La Net es atractiva porque apenas está controlada. Pero lo es todavía más porque el no control favorece un anonimato democrático de doble nivel. En Internet no hay aspectos físicos, ni gordos, ni feos, ni minusválidos. Y en teoría no hay pobres o ricos, reyes o vasallos, negros, hispanos o blancos. Todo el mundo puede decir lo que quiera y ser como quiera, mintiendo o no. La verdad total se conmuta por la mentira parcial en un ámbito donde parece posible reinventarse personalmente.

Más allá de ese mundo se prepara una realidad virtual pero ya, ahora mismo, esta clase de realidad parece virtuosa. En Santa Mónica, en Los Ángeles, se ensaya desde hace años un sistema de democracia directa a través del uso de la pantalla, y arúspices del futuro, como Toffler o Naisbitt, ven en esos brotes la base manifiesta de una nueva manera de practicar la política. Los partidos políticos, sus enredos y sus posibles desmanes se disuelven ante decisiones sin intermediarios.

Media docena de elementos pueden verse apuntados por la telemática. Dos son capitales: uno es esta sensación democrática global; el otro, a nivel político, es la emergencia de una relativa autonomía individual o de grupalidad civil ante los poderes centrales. El uso de la comunicación a través del ordenador y todas sus aplicaciones particulares contribuye al individualismo y posterga la implicación en lo colectivo. Se tiene sensación de globalidad pero no de una colectividad organizada o trabada por instituciones. La superficie parece libre de alguaciles y libre de regulaciones como tanto aman los norteamericanos, y dentro de esa escena, donde cada vez ocupan más lugar las transacciones y las acometidas mercantiles, se acentúa una competencia empresarial sin frenos y un individualismo al estilo del jinete solitario.
★ ★ ★
**PROBLEMA BREVE 1:** Según el texto sobre Internet, ¿dónde se ensaya desde hace años un sistema de democracia directa mediante el uso de la pantalla?
El texto y los registros proceden de fuentes distintas.

**Registros de un conjunto de datos de señalamiento:**
★ ★ ★
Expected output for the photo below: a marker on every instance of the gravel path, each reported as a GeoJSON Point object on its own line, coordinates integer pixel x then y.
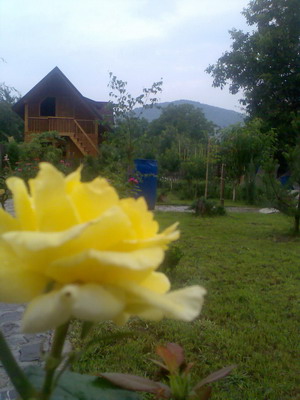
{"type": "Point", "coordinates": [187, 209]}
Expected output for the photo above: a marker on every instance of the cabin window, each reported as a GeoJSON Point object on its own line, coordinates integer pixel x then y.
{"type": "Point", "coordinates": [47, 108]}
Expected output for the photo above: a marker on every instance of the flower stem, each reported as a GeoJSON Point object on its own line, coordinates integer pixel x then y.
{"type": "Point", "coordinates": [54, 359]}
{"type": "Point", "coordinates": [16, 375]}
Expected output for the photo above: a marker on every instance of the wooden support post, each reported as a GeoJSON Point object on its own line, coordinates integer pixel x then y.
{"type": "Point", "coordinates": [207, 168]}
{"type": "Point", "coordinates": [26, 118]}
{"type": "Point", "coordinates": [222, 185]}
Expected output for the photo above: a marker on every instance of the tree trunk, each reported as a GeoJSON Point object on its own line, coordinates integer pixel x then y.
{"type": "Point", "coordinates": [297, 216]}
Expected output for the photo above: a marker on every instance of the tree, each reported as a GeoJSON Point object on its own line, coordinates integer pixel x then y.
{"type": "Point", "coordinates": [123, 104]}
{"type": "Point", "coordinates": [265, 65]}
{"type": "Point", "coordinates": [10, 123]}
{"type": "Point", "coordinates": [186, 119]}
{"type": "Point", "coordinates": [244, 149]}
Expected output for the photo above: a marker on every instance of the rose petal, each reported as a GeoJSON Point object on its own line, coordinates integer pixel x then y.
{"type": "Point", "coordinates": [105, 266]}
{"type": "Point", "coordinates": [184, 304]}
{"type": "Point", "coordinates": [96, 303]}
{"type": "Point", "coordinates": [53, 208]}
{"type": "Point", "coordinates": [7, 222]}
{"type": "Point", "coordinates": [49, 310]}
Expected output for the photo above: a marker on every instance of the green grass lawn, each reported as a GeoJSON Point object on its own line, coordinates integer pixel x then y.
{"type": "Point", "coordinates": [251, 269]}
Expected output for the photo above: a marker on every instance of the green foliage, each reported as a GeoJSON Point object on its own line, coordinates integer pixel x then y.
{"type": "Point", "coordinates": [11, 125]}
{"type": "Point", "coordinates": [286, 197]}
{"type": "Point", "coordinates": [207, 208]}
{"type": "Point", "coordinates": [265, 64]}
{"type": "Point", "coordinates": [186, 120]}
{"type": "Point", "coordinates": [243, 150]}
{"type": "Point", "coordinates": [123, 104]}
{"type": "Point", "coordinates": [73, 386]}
★ ★ ★
**PROBLEMA BREVE 2:** Indica cada línea de los registros que contenga la palabra "green".

**RESULTADO DE LA TAREA 1:** En Santa Mónica, en Los Ángeles.

**RESULTADO DE LA TAREA 2:**
Expected output for the photo above: a marker on every instance of the green grass lawn, each reported as a GeoJSON Point object on its own line, coordinates integer pixel x then y.
Expected output for the photo above: a marker on every instance of the green foliage, each reported as a GeoJSON Point object on its own line, coordinates integer pixel x then y.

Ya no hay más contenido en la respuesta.